■ Tugas Latihan A
Menurut artikel tentang pendidikan STEM, sejak kapan Korea Selatan menjadikan STEM sebagai prioritas?
■ Tugas Latihan B
Tolong tuliskan lanjutan artikel tentang pendidikan STEM, dimulai setelah kalimat terakhir yang ditampilkan.

■ Kutipan
____
Transformasi Pendidikan Berbasis STEM Kunci Terwujudnya Generasi Unggul untuk Indonesia Emas

4 hours ago 4

REPUBLIKA.CO.ID, JAKARTA -- Transformasi pendidikan berbasis STEM (Science, Technology, Engineering, and Mathematics) menjadi kunci bagi terwujudnya generasi unggul dan berdaya saing tinggi untuk mendukung Indonesia Emas 2045.

Anggota Tim Penasihat Ahli Kementerian Pendidikan Dasar Menengah (Kemendikdasmen), Dr Stephanie Riady, B.A., M.Ed., dalam keterangannya menilai sistem pendidikan sains dan teknologi di Indonesia perlu diubah secara fundamental.

Tujuannya, agar lebih relevan dengan kehidupan siswa masa kini. “Sains sejatinya adalah cara berpikir, yaitu bagaimana melihat persoalan, merumuskan solusi, dan mengubah pengetahuan menjadi tindakan,” ujar Dr Stephanie dalam keterangan Kamis (22/5/2025).

Perempuan yang juga aktif sebagai penggiat pendidikan, filantropi, dan pengembangan program pendidikan berbasis nilai, inovasi, dan kolaborasi lintas sektor itu menilai, pembelajaran sains dan matematika di Tanah Air masih kerap terjebak pada pendekatan lama seperti hafalan rumus, ujian pilihan ganda, dan minimnya praktik di kelas.

Padahal, di tengah revolusi teknologi global, pendidikan berbasis STEM bukan lagi sekadar pilihan melainkan kebutuhan mendesak. Sebab dunia saat ini menuntut generasi muda mampu berpikir kritis, kreatif, dan kolaboratif.

Menurutnya, selama ini banyak siswa merasa asing dengan pelajaran STEM karena pendekatan pembelajarannya kurang membumi. Padahal, bidang ini punya potensi besar dalam membentuk pola pikir logis dan kreatif yang sangat dibutuhkan di era kecerdasan buatan saat ini.

Dr Stephanie mencontohkan negara-negara seperti Korea Selatan dan Finlandia yang telah membuktikan dampak positif dari investasi jangka panjang dalam pendidikan STEM.

Korea Selatan, misalnya, telah menjadikan STEM sebagai prioritas sejak 1960-an dan kini menjadi salah satu negara dengan ekonomi berbasis teknologi tinggi.

Finlandia pun dikenal luas dengan sistem pendidikan inovatif yang menekankan kreativitas dan pembelajaran lintas disiplin.
____
(Data pelabelan lokasi)
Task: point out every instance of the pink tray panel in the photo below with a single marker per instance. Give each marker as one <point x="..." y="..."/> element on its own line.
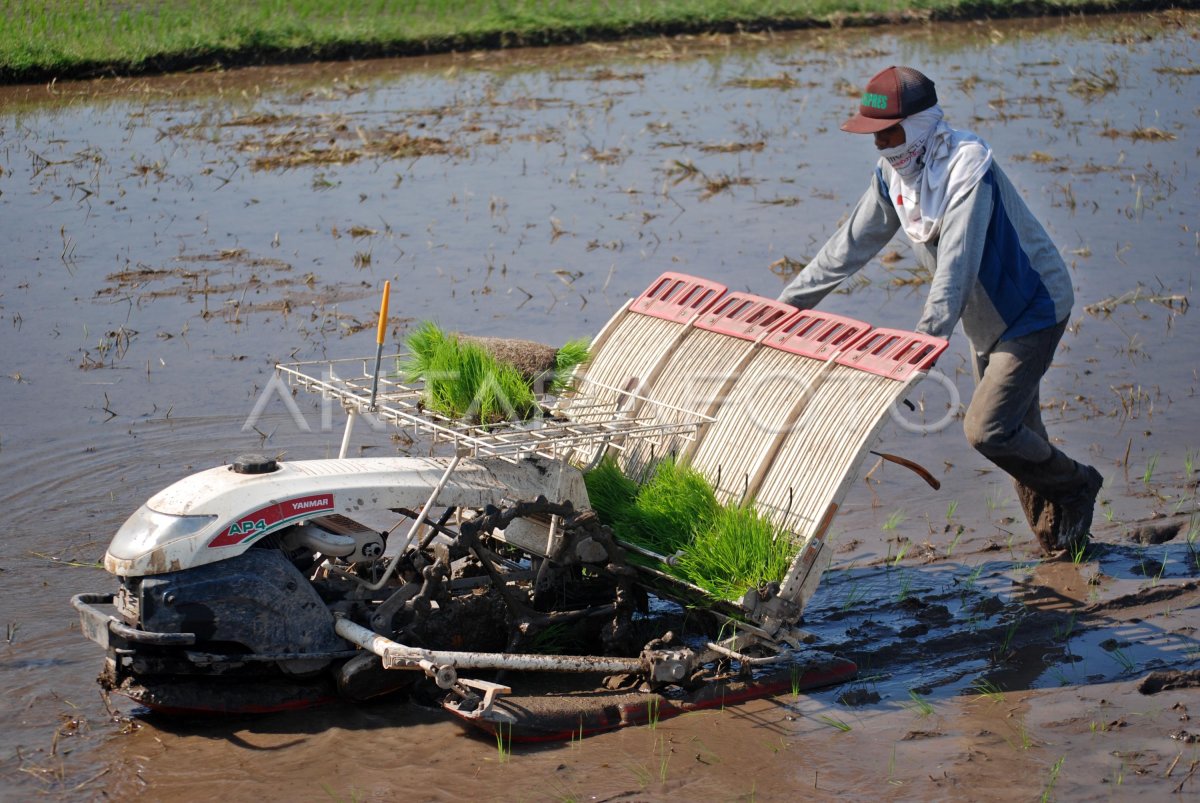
<point x="745" y="316"/>
<point x="677" y="297"/>
<point x="893" y="353"/>
<point x="820" y="335"/>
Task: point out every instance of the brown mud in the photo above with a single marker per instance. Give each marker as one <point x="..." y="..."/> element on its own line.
<point x="225" y="58"/>
<point x="155" y="270"/>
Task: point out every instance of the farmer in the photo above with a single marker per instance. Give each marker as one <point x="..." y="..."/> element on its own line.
<point x="993" y="267"/>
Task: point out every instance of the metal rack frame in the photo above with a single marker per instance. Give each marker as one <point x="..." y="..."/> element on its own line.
<point x="555" y="435"/>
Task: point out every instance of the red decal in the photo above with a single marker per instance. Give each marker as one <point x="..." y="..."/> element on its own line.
<point x="264" y="519"/>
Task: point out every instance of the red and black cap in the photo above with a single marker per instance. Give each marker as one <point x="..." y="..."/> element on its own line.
<point x="891" y="96"/>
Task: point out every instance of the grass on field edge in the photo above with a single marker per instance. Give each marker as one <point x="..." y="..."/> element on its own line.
<point x="261" y="48"/>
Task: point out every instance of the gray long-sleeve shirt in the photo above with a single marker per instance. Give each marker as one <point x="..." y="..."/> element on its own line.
<point x="994" y="267"/>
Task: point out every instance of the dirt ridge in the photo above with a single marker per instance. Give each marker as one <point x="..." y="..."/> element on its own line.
<point x="214" y="59"/>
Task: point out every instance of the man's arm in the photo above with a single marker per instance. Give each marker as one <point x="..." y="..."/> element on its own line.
<point x="870" y="226"/>
<point x="960" y="247"/>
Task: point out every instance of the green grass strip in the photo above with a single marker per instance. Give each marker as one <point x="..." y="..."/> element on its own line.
<point x="723" y="549"/>
<point x="462" y="381"/>
<point x="465" y="381"/>
<point x="69" y="39"/>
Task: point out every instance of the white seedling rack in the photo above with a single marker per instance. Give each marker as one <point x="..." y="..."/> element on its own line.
<point x="577" y="426"/>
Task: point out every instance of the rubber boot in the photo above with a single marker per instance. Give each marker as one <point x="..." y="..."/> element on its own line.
<point x="1059" y="498"/>
<point x="1043" y="516"/>
<point x="1077" y="511"/>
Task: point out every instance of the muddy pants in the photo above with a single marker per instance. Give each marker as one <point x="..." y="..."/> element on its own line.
<point x="1003" y="421"/>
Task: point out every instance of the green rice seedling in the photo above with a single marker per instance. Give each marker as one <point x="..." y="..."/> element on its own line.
<point x="1023" y="741"/>
<point x="1063" y="633"/>
<point x="1054" y="779"/>
<point x="988" y="689"/>
<point x="573" y="354"/>
<point x="739" y="550"/>
<point x="833" y="721"/>
<point x="670" y="509"/>
<point x="954" y="544"/>
<point x="610" y="491"/>
<point x="503" y="743"/>
<point x="1151" y="465"/>
<point x="1078" y="552"/>
<point x="463" y="381"/>
<point x="1009" y="633"/>
<point x="919" y="706"/>
<point x="1126" y="663"/>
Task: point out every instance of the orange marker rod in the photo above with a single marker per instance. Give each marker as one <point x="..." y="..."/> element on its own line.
<point x="379" y="337"/>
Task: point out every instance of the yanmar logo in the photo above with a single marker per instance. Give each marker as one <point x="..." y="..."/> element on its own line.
<point x="252" y="525"/>
<point x="309" y="504"/>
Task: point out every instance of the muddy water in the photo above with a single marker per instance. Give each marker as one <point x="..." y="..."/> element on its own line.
<point x="167" y="241"/>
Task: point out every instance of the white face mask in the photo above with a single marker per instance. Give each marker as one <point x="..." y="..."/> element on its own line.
<point x="907" y="159"/>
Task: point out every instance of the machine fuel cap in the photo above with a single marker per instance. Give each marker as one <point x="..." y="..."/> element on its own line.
<point x="255" y="465"/>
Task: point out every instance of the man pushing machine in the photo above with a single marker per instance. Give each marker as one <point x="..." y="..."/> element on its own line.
<point x="993" y="267"/>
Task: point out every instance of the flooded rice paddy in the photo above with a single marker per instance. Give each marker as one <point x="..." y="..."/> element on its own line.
<point x="168" y="240"/>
____
■ Jawaban Tertulis A
Sejak 1960-an.

■ Jawaban Tertulis B
Ia juga menggarisbawahi data dari Programme for International Student Assessment (PISA) 2022 yang menempatkan Indonesia di peringkat ke-71 dari 80 negara dalam literasi sains.

Data ini menunjukkan, meskipun anak-anak Indonesia bersekolah, mereka belum sepenuhnya diajarkan cara berpikir ilmiah.

Sementara itu, laporan Fixing the Foundation dari Bank Dunia mengungkapkan banyak program pelatihan guru di negara berpenghasilan menengah termasuk Indonesia, belum dirancang secara efektif, terutama dalam hal penguasaan konten dan metodologi pengajaran STEM.

“Vietnam bisa menjadi contoh inspiratif. Mereka mereformasi kurikulum sejak 2010 dengan pendekatan berbasis proyek. Hasilnya, performa siswa mereka kini sejajar dengan negara-negara maju,’’ katanya.

Menurut Dr Stephanie, yang juga menjabat Direktur Eksekutif Yayasan Pendidikan Pelita Harapan (YPPH) dan Presiden Universitas Pelita Harapan (UPH), Malaysia pun terus mendorong partisipasi siswa di jalur STEM melalui pelatihan guru, insentif sekolah, dan kemitraan dengan industri.

Ia menambahkan, Indonesia sejatinya memiliki potensi besar dalam pengembangan pendidikan sains dan teknologi. Berbagai inisiatif seperti pelatihan robotik di Yogyakarta, kompetisi inovasi di Jakarta, hingga pengembangan alat berbasis Internet of Things (IoT) oleh mahasiswa di Surabaya menjadi bukti ekosistem inovasi mulai tumbuh dan patut diapresiasi.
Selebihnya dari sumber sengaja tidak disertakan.